*SELECTED EXCERPT:*
=-=-=-=-=

#  >  > Living And Legal Affairs In Thailand >  >  > Learn Thai Language >  >  Thai language lessons in Chiang Mai

## DrB0b

Does anybody know anywhere that does Thai Language evening classes in Chiang Mai? Everywhere I've looked only does daytime classes and I normally work until about 7pm. I've got as far as I'm likely to get with books and Rosetta Stone and it's time get professional help.  The relatives speak Muang al the time so I don't get  any help there.

----------


## ChiangMai noon

^
i think they all close early Bob.
you would probably be better off going the private route.

----------


## Thetyim

miss mueanfan  
     Email 	mueanfan.ch@hotmail.com 
     City / Location 	thapae road  
     Phone 	0871903788  
     Description 	     SAWATDEE KA'
lady thai teacher,conversation/read/writting,speak thai easily!
i've been teacher 4years in school.
200b/hr,180b/hr,if you take 7hrs
learn&sanuk
please contact me!

----------


## friscofrankie

AUA does privates for about 250 per hour.  I took some for writing.  They were helpful & effective even for speech and listening as well.

----------


## ChiangMai noon

^
but closed before 7.00?

The cm city life ran a review of Thai language centres a few years back and cornerstone came out way ahead in every aspect.

----------


## ChiangMai noon

here's the link.
it's pretty scathing of AUA but I have no idea if there were ulterior motives.
ChiangMai Citylife - - Get to know Chiang Mai better with these in-depth articles about Chiang Mai, Thailand.

----------


## friscofrankie

> ^ but closed before 7.00?


You can get privates in your home, office where ever.  Think it's up to the teacher to schedule.  worth a call.

=-=-=-=-=

*WHAT THE TASK ASKS:*
Could you turn the paragraph starting "Does anybody know anywhere" in the thread on Thai lessons in Chiang Mai into a short list that keeps its main facts? The listing that comes next is separate material, unrelated to the thread on Thai lessons in Chiang Mai.

=-=-=-=-=

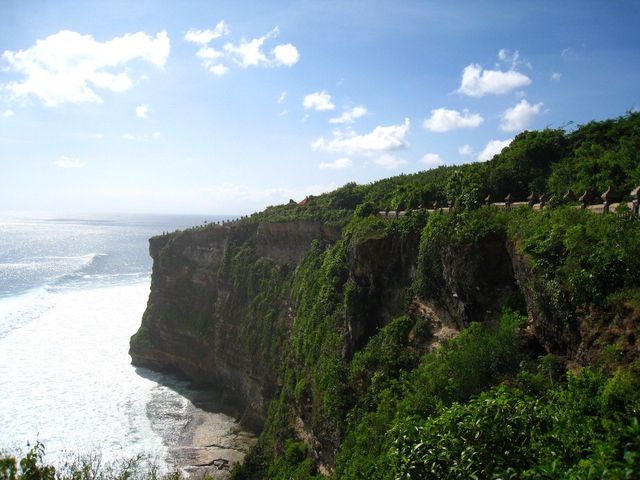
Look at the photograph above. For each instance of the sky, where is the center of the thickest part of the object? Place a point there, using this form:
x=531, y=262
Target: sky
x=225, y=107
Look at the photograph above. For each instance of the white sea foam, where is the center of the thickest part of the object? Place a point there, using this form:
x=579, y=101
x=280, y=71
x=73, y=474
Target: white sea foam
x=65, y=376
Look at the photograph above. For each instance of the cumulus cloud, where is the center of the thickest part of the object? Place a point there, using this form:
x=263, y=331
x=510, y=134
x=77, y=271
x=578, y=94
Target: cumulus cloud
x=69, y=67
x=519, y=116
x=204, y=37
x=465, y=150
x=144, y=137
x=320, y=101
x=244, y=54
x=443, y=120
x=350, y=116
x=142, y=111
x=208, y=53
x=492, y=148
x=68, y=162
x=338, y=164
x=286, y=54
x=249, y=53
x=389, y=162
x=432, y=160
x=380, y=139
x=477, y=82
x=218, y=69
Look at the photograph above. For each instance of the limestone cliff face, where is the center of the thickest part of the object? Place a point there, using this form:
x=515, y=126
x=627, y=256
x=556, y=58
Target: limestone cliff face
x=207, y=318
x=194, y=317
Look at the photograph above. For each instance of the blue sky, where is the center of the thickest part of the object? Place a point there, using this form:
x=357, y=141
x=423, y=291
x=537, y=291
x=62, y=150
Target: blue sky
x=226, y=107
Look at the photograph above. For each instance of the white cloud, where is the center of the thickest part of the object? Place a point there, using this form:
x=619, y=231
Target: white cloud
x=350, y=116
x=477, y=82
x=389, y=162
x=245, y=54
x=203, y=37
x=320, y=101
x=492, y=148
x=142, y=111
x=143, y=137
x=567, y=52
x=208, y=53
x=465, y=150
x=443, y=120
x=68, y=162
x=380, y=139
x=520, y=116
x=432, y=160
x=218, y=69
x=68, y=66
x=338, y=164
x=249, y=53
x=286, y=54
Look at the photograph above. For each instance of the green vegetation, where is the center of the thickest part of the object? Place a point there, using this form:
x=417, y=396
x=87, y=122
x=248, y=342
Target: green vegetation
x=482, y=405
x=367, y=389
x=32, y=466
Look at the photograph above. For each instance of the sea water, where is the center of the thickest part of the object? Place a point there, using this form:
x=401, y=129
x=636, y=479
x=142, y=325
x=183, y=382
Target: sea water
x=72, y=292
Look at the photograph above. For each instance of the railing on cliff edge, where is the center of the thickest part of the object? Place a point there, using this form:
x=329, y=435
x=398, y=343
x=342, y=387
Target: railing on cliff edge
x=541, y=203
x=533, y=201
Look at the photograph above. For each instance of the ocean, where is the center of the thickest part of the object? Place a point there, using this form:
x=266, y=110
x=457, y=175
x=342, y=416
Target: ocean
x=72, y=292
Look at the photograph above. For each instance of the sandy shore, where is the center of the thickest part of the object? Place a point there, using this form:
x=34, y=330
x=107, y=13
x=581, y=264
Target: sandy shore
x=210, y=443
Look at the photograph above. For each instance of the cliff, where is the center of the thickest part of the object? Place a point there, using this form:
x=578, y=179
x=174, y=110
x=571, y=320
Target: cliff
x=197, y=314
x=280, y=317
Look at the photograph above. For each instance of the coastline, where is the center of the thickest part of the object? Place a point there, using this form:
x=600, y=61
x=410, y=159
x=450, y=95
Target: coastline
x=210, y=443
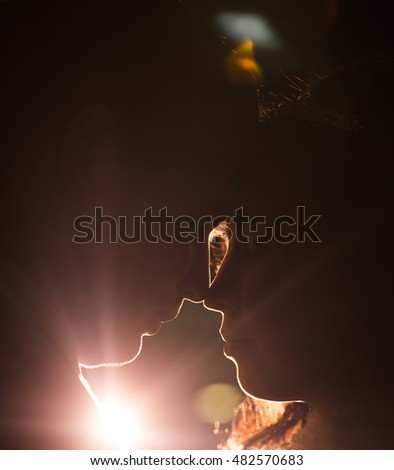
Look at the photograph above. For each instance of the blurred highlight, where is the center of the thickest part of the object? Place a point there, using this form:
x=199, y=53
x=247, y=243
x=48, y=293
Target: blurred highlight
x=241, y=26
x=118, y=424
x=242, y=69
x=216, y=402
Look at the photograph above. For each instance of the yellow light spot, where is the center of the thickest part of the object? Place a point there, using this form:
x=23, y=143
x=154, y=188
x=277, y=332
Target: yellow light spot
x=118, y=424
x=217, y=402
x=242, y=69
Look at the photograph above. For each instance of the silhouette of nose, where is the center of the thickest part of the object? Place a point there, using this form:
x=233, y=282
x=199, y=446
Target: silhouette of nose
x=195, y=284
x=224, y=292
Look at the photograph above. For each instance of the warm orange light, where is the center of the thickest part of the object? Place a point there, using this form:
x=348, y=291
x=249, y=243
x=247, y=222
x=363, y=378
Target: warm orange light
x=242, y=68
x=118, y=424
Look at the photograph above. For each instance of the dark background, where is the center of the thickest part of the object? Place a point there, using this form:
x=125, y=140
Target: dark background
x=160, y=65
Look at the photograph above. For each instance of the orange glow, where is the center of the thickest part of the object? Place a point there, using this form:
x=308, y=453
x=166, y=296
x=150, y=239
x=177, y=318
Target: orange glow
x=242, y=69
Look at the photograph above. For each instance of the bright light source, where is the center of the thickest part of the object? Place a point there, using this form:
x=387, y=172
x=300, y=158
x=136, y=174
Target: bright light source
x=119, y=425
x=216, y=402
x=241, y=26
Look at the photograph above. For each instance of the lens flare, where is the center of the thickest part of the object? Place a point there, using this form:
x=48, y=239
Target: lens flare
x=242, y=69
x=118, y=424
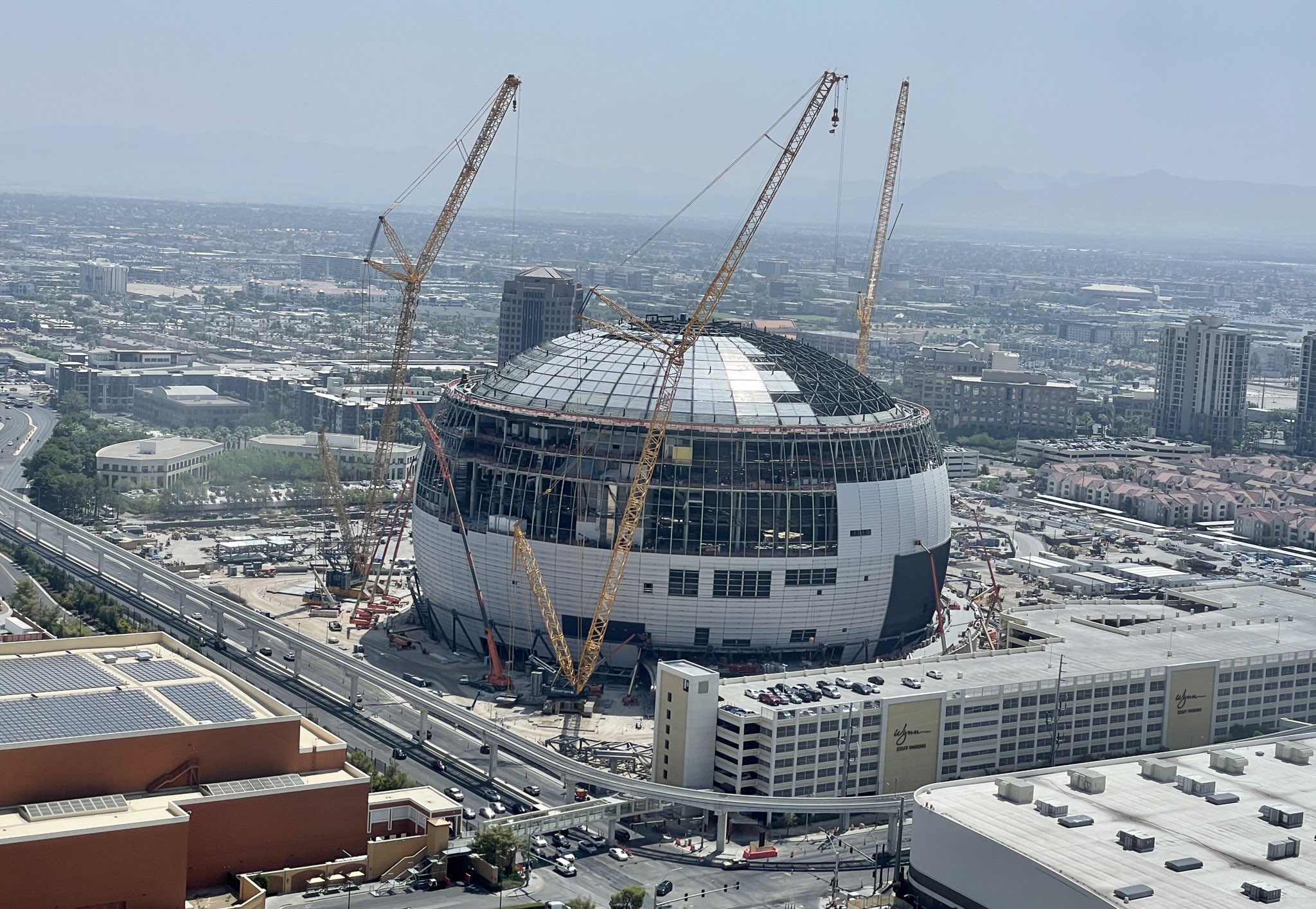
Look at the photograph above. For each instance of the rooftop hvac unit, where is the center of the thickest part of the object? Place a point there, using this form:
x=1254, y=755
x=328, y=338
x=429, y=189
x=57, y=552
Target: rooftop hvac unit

=-=-=-=-=

*RESPONSE BELOW:*
- Looking for Thai language evening classes in Chiang Mai
- Has found only daytime classes but normally works until about 7pm
- Has gone as far as likely with books and Rosetta Stone and wants professional help
- Gets no help from relatives, who speak Muang all the time